[Start of Data lines]
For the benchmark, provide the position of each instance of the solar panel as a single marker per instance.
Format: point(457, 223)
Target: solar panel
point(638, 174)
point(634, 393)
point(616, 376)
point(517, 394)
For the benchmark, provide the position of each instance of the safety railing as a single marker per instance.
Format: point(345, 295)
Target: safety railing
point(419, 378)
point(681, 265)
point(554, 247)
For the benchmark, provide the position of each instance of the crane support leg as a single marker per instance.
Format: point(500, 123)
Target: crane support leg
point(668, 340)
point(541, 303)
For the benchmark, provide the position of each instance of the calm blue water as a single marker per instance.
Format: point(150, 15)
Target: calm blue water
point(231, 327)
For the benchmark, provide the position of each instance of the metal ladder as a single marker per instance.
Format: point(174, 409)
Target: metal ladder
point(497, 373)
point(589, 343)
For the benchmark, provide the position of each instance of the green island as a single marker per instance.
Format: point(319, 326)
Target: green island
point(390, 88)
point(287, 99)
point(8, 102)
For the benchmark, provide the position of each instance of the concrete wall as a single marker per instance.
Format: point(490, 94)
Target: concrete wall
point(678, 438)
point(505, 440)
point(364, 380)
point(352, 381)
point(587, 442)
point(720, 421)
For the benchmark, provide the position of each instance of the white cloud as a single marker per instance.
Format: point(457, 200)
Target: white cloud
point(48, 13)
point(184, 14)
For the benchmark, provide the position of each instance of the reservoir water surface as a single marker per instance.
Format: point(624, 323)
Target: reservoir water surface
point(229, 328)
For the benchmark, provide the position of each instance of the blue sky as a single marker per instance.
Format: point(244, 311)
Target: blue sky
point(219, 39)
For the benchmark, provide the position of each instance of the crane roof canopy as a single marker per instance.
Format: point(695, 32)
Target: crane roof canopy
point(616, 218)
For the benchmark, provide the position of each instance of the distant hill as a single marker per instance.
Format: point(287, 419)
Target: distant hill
[End of Data lines]
Convert every line of the records above into a Markdown table with two columns, Row and Line. Put a running number in Row and the line's text in Line, and skip any blank lines.

| Row | Line |
|---|---|
| 1 | For the benchmark, provide the position of each instance of the solar panel as a single marker per instance. |
| 2 | Format: point(457, 223) |
| 3 | Target: solar panel |
| 4 | point(638, 174) |
| 5 | point(634, 393) |
| 6 | point(616, 376) |
| 7 | point(517, 394) |
| 8 | For the benchmark, provide the position of each instance of the safety railing as a single marker per instance. |
| 9 | Format: point(345, 295) |
| 10 | Target: safety railing |
| 11 | point(419, 378) |
| 12 | point(681, 265) |
| 13 | point(554, 247) |
| 14 | For the benchmark, provide the position of each instance of the crane support leg as a single marker per instance. |
| 15 | Format: point(500, 123) |
| 16 | Target: crane support leg |
| 17 | point(668, 340) |
| 18 | point(541, 303) |
| 19 | For the benchmark, provide the position of each instance of the calm blue water as a single marker per instance. |
| 20 | Format: point(150, 15) |
| 21 | Target: calm blue water |
| 22 | point(231, 327) |
| 23 | For the benchmark, provide the position of each instance of the metal ladder as a single marker per instance. |
| 24 | Format: point(174, 409) |
| 25 | Target: metal ladder |
| 26 | point(497, 373) |
| 27 | point(589, 343) |
| 28 | For the benchmark, provide the position of each instance of the green island as a single marker per instance. |
| 29 | Format: point(319, 326) |
| 30 | Target: green island |
| 31 | point(390, 88) |
| 32 | point(287, 99) |
| 33 | point(8, 102) |
| 34 | For the benchmark, provide the position of each instance of the concrete wall as a single marker per instance. |
| 35 | Format: point(490, 94) |
| 36 | Target: concrete wall |
| 37 | point(678, 438) |
| 38 | point(505, 440) |
| 39 | point(364, 380) |
| 40 | point(352, 381) |
| 41 | point(587, 442) |
| 42 | point(720, 421) |
| 43 | For the benchmark, provide the position of each instance of the white cloud as a single marker per instance. |
| 44 | Format: point(457, 200) |
| 45 | Target: white cloud |
| 46 | point(48, 13) |
| 47 | point(184, 14) |
| 48 | For the benchmark, provide the position of each instance of the reservoir water surface as a single marker per instance. |
| 49 | Format: point(624, 323) |
| 50 | Target: reservoir water surface |
| 51 | point(229, 328) |
| 52 | For the benchmark, provide the position of each instance of the blue sky as a single marker per instance. |
| 53 | Format: point(244, 311) |
| 54 | Target: blue sky |
| 55 | point(219, 39) |
| 56 | For the benchmark, provide the position of each instance of the crane roof canopy as a single marker per instance. |
| 57 | Format: point(695, 32) |
| 58 | Target: crane roof canopy |
| 59 | point(616, 218) |
| 60 | For the benchmark, provide the position of each instance of the distant hill as a single marker per instance. |
| 61 | Format: point(287, 419) |
| 62 | Target: distant hill |